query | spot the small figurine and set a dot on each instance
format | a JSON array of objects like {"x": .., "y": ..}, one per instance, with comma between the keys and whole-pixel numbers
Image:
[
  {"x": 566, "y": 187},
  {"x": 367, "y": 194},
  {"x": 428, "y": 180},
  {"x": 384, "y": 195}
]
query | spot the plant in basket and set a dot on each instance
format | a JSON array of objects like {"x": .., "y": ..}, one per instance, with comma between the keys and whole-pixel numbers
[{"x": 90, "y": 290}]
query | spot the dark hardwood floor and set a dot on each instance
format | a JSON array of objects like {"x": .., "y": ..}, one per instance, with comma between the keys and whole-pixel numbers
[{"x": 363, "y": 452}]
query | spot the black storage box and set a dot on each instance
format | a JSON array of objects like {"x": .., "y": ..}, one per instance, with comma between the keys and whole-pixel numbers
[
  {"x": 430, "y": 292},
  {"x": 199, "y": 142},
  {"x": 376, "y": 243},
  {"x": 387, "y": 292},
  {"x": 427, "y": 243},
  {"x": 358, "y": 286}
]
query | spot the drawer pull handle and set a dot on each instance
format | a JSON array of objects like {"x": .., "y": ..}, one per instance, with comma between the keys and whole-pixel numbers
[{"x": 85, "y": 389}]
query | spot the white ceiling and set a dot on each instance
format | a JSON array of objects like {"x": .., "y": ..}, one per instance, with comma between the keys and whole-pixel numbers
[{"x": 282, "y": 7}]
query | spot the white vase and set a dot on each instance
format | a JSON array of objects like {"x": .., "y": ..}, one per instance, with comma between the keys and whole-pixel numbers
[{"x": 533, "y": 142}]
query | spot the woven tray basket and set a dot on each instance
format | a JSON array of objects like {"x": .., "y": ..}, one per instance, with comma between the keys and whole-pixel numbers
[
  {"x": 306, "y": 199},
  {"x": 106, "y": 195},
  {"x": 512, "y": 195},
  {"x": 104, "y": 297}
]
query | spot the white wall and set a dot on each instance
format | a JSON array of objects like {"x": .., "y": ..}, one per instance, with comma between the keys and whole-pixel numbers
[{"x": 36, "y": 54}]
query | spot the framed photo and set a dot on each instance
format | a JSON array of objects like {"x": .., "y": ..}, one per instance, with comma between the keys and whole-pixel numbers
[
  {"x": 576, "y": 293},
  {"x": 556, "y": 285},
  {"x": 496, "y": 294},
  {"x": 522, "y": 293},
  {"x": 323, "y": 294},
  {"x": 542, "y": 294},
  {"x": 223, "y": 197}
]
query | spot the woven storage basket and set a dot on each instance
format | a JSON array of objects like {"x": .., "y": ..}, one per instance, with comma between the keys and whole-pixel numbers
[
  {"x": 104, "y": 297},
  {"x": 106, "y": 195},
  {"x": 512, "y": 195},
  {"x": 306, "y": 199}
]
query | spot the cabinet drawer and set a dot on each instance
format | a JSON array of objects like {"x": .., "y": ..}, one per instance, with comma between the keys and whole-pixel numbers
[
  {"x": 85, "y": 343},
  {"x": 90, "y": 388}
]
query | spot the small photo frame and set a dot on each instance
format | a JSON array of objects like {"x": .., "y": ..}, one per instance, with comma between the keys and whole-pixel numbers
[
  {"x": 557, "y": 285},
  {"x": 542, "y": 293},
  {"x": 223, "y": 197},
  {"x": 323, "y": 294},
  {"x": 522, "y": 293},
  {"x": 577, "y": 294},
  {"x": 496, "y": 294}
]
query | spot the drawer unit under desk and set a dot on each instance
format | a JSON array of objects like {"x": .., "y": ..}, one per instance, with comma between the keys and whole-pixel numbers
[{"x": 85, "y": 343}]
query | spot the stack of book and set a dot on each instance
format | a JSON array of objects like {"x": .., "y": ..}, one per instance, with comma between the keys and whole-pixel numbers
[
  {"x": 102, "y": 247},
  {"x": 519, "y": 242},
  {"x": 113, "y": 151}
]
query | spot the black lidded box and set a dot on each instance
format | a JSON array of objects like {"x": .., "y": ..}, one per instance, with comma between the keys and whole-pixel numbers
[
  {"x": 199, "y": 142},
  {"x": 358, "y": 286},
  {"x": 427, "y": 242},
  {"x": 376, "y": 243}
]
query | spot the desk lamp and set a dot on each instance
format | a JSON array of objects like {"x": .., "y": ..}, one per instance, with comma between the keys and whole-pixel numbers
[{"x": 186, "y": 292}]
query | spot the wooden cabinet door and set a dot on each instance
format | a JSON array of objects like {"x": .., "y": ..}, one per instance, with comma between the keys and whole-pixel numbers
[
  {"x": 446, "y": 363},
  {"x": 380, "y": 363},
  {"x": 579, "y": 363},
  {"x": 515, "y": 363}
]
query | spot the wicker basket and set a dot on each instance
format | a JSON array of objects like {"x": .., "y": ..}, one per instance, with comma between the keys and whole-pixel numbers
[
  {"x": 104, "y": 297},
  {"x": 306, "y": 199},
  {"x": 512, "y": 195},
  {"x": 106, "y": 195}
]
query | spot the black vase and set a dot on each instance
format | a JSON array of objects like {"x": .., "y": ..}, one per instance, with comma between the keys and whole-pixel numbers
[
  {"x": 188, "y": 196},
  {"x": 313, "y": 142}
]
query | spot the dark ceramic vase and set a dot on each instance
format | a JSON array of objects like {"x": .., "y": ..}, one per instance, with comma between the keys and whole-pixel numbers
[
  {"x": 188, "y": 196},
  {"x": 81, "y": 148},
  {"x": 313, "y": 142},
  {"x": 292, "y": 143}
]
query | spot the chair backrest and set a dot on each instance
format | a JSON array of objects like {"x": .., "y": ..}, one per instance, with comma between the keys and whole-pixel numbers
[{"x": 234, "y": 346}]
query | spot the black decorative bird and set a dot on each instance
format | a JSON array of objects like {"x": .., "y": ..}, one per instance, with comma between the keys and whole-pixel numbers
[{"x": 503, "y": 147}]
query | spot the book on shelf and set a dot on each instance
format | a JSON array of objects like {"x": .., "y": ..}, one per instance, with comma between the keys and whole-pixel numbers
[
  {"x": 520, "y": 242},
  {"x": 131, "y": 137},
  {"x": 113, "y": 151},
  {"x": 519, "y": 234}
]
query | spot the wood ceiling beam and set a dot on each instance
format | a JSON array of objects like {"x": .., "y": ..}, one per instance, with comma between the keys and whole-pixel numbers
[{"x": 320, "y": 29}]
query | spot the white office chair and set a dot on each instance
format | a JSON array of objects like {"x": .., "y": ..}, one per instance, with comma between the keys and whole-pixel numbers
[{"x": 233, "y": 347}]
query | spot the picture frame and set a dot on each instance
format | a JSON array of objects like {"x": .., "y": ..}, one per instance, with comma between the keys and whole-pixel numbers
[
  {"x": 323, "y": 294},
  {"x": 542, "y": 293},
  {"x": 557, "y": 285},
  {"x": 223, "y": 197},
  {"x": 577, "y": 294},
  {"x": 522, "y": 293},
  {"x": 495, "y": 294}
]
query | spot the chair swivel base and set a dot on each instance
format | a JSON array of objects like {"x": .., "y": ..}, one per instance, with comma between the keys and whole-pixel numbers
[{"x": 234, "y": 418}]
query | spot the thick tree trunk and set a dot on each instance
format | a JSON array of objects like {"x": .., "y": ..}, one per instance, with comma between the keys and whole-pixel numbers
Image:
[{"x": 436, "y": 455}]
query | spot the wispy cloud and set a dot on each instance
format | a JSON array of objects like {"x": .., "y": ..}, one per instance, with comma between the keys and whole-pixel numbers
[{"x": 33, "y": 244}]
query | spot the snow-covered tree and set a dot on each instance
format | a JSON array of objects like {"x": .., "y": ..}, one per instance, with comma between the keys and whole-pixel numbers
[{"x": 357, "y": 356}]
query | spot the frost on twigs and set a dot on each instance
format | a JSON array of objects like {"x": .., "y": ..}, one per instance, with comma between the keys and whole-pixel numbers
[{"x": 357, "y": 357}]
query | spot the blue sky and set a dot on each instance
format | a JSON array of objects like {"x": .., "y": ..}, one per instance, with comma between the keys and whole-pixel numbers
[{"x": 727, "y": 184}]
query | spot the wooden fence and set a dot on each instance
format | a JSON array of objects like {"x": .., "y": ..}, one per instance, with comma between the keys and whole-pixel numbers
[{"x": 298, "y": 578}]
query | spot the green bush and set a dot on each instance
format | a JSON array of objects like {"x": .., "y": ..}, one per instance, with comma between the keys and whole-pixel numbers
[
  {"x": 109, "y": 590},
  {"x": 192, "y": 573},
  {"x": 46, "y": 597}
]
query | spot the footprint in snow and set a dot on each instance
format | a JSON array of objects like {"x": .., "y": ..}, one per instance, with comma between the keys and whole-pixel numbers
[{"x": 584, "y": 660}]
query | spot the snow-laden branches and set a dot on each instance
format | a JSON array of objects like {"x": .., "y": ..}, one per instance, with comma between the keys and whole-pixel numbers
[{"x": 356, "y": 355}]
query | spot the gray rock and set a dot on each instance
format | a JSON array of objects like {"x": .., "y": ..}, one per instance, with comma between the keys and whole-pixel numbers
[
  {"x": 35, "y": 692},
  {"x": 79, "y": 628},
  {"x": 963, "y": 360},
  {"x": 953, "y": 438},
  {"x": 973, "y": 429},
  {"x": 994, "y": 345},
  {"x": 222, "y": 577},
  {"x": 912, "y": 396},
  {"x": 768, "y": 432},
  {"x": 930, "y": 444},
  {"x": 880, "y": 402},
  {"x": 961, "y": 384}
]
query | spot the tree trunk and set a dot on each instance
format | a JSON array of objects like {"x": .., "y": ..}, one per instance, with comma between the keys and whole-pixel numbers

* * * *

• Task description
In the records above, locate the line that contains "query | spot the footprint". Repeat it and every line after it, exactly, and nothing else.

• Task solution
query | spot the footprint in snow and set a dot on each instance
format | a JSON array of objects like {"x": .., "y": ..}, one per instance, with comma between the keys and whole-pixel numbers
[{"x": 584, "y": 660}]
query | spot the snow-laden branches and set a dot on each instance
format | a JSON array of objects like {"x": .., "y": ..}, one per instance, with comma between the keys and whole-pixel numbers
[{"x": 356, "y": 355}]
query | spot the gray rock and set a dot on each instance
format | a JSON array of objects like {"x": .., "y": ..}, one per instance, with comma between the keys and whole-pixel numbers
[
  {"x": 35, "y": 692},
  {"x": 79, "y": 628},
  {"x": 963, "y": 360},
  {"x": 953, "y": 438},
  {"x": 973, "y": 429},
  {"x": 994, "y": 345},
  {"x": 222, "y": 577},
  {"x": 912, "y": 396},
  {"x": 768, "y": 432},
  {"x": 930, "y": 444},
  {"x": 880, "y": 402},
  {"x": 961, "y": 384}
]
query | spot the tree trunk and set a dot on each instance
format | a JSON array of objects like {"x": .., "y": ..}, one per instance, with comma between the keys and whole-pixel numbers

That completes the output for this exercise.